Tasks:
1. Please list every circumstance the tenant-property article names under which a landlord may remove a tenant's belongings from the rental unit.
2. Return, word for word, the part of the tenant-property article that opens with the words containing "This article outlines" and closes with "avoid costly mistakes.".
3. In the tenant-property article, which Florida statute provision bars a landlord from removing a tenant's personal property except in certain cases?

Quoted passage:
## start
How Landlords Must Handle Tenant Property Left Behind

Dealing with tenant property left behind after a tenant vacates a rental unit is a common but complex issue that landlords must navigate carefully. Florida law imposes strict guidelines on how landlords can handle such situations, including specific circumstances under which a landlord may remove, store, or dispose of a tenant’s belongings.

This article outlines the legal framework landlords must follow to ensure compliance with Florida Statutes, protecting themselves from potential liability while managing tenant property appropriately. Whether the tenant has surrendered the property, abandoned it, or been evicted, understanding these legal requirements is crucial for landlords to avoid costly mistakes.

Restrictions Apply

A landlord may not remove a tenant’s personal property from the rental unit except as allowed by law. F.S. 83.67(5) provides,

“…the landlord shall not remove the tenant’s personal property from the dwelling unit unless such action is taken after surrender, abandonment, recovery of possession of the dwelling unit due to the death of the last remaining tenant in accordance with s. 83.59(3)(d), or a lawful eviction.”

A landlord may remove the tenant’s property from the rental unit only when the landlord recovers possession of the unit upon:

  • tenant has surrender possession of the premises to the landlord;
  • tenant has abandoned the premises;
  • landlord recovers possession of the premises upon the death of the last remaining tenant in accordance with F.S. 83.59(3)(d); and
  • the landlord has recovered possession of the premises upon lawful eviction.
## end
Provided material:
## start
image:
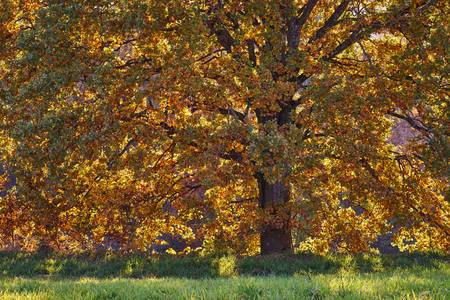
## end
Answers to the exercise:
1.
- The tenant has surrendered possession of the premises to the landlord.
- The tenant has abandoned the premises.
- The landlord recovers possession on the death of the last remaining tenant in accordance with F.S. 83.59(3)(d).
- The landlord has recovered possession through lawful eviction.

2.
This article outlines the legal framework landlords must follow to ensure compliance with Florida Statutes, protecting themselves from potential liability while managing tenant property appropriately. Whether the tenant has surrendered the property, abandoned it, or been evicted, understanding these legal requirements is crucial for landlords to avoid costly mistakes.

3. F.S. 83.67(5)